High pressure sales tactics or “take it or leave it?”

I’m not saying it is all one or the other, but what do you think the biblical model of sharing the Gospel is more like?

A. High pressure sales tactics
B. Take it or leave it

I submit that it is more like “B.”  Of course we pray for people and earnestly hope for their salvation, but ultimately it is between them and God.  We’re on the Great Commission, not the paid commission.

When Jesus encounters the rich young ruler and tells him what he must do to attain eternal life, the man walks away sadly.  Then Jesus runs and tackles him and preaches to him some more.

Oh, wait, that last part never happened.  The man walked away and we never hear of him again, even though Jesus loved him.

And consider Paul’s journeys.  While he sometimes stayed in the same place for a while, the typical model seemed to be: Preach, get beat up, leave.  Or, at best:

Acts 17: 32-24 Now when they heard of the resurrection of the dead, some mocked. But others said, “We will hear you again about this.” So Paul went out from their midst. But some men joined him and believed, among whom also were Dionysius the Areopagite and a woman named Damaris and others with them.

On the flip side, the book of Hebrews does say three times that:

So, as the Holy Spirit says: “Today, if you hear his voice,  do not harden your hearts as you did in the rebellion, during the time of testing in the desert . . .

So there is nothing wrong with conveying some sense of urgency to the appeal.

But some evangelism models involve pressuring people to decide, and they border on manipulation — or they jump across the border.  As the saying goes, if I can manipulate people into professing belief based on worldly techniques then someone else can talk them out of it.  And Satan is smarter than I am.  False conversions harm the person and the church.

Consider how few of the typical “converts” of revivals stick around:

 In the Assembly of God’s 1990s “Decade of Harvest,” out of the 3.5 million supposedly converted, they showed a net gain of only 5 new attenders for every 100 recorded professions. When one considers all of our supposed converts, including those who refuse to follow Christ in baptism and who never join our churches, our numbers are much the same. Doesn’t anybody see that there is a serious problem here?

I want to point people to the Bible and let the Holy Spirit do the work.  I reflexively work in key themes to spiritual conversations and am glad to unflinchingly affirm doctrines about the authority and accuracy of the Bible, the divinity and exclusivity of Jesus, the existence of Hell, the minimal facts, etc.  But it is all with an aim to get them to read for themselves.  I trust God to do what He promised:

Isaiah 55:10-11 For as the rain and the snow come down from heaven and do not return there but water the earth, making it bring forth and sprout, giving seed to the sower and bread to the eater, so shall my word be that goes out from my mouth; it shall not return to me empty, but it shall accomplish that which I purpose, and shall succeed in the thing for which I sent it.

Task set:
a – Retype the evangelism post from "High pressure sales tactics or" to "him some more.".
b – According to the evangelism post, why is it a problem to pressure people into deciding?

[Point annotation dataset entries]
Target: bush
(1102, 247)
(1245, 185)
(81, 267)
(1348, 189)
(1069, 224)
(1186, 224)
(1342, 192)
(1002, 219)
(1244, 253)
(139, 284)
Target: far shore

Solutions for each task:
a –
High pressure sales tactics or “take it or leave it?”

I’m not saying it is all one or the other, but what do you think the biblical model of sharing the Gospel is more like?

A. High pressure sales tactics
B. Take it or leave it

I submit that it is more like “B.”  Of course we pray for people and earnestly hope for their salvation, but ultimately it is between them and God.  We’re on the Great Commission, not the paid commission.

When Jesus encounters the rich young ruler and tells him what he must do to attain eternal life, the man walks away sadly.  Then Jesus runs and tackles him and preaches to him some more.

b – Such pressure borders on manipulation or crosses into it. Anyone manipulated into professing belief through worldly techniques can be talked out of it by someone else, including Satan, who is smarter than the author. False conversions harm both the person and the church.